-------- Teks Petikan

Jika Menahem Eli sebagai seorang akademisi dan filolog internasional serta para pakar Biblikal yang dia kutip sebagai narasumber pembenar asumsi-asumsinya meyakini bahwa kata boakah adalah bakah yang merujuk pada kota Mekah, maka keempat ayat lain (Kej 10:19,30, Kej 13:10, 1 Raj 18:46) dimana kata boakah muncul pun harus diartikan sebagai Bakah yang di Mekah. Namun dapat dipastikan tidak ada satupun yang berani melakukan langkah tidak ilmiah dan tidak logis tersebut, termasuk Menahem Eli. Reputasi Menahem Eli sebagai orang yang menamakan dirinya Filolog Islam di Asia Tenggara dipertanyakan kembali dengan keberaniannya membuat kesimpulan menyedihkan bahwa kata Ibrani boakah adalah menunjuk kota Bakah di Mekah.

----------------
-------- Data Hasil Ekstraksi

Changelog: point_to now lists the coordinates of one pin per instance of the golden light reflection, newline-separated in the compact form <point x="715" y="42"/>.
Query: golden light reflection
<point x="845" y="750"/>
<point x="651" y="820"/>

----------------
-------- Data Hasil Ekstraksi

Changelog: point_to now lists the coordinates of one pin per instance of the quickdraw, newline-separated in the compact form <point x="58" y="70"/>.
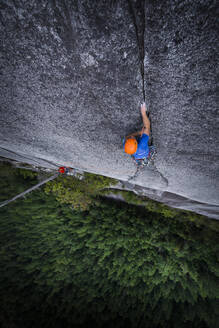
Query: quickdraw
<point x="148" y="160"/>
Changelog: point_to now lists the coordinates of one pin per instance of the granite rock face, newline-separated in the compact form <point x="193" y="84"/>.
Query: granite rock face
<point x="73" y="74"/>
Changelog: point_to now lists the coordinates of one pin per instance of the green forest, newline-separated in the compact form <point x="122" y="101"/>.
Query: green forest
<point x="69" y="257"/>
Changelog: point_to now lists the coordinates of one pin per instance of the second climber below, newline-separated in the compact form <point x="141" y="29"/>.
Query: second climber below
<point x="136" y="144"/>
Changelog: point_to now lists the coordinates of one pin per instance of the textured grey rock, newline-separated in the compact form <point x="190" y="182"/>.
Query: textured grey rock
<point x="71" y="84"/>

----------------

**Tugas**
Kutip persis dari petikan tentang kata boakah seluruh bagian mulai dari "Jika Menahem Eli" sampai dengan "Bakah di Mekah.". Jawablah hanya dengan berpegang pada petikan.

**Jawaban**
Jika Menahem Eli sebagai seorang akademisi dan filolog internasional serta para pakar Biblikal yang dia kutip sebagai narasumber pembenar asumsi-asumsinya meyakini bahwa kata boakah adalah bakah yang merujuk pada kota Mekah, maka keempat ayat lain (Kej 10:19,30, Kej 13:10, 1 Raj 18:46) dimana kata boakah muncul pun harus diartikan sebagai Bakah yang di Mekah. Namun dapat dipastikan tidak ada satupun yang berani melakukan langkah tidak ilmiah dan tidak logis tersebut, termasuk Menahem Eli. Reputasi Menahem Eli sebagai orang yang menamakan dirinya Filolog Islam di Asia Tenggara dipertanyakan kembali dengan keberaniannya membuat kesimpulan menyedihkan bahwa kata Ibrani boakah adalah menunjuk kota Bakah di Mekah.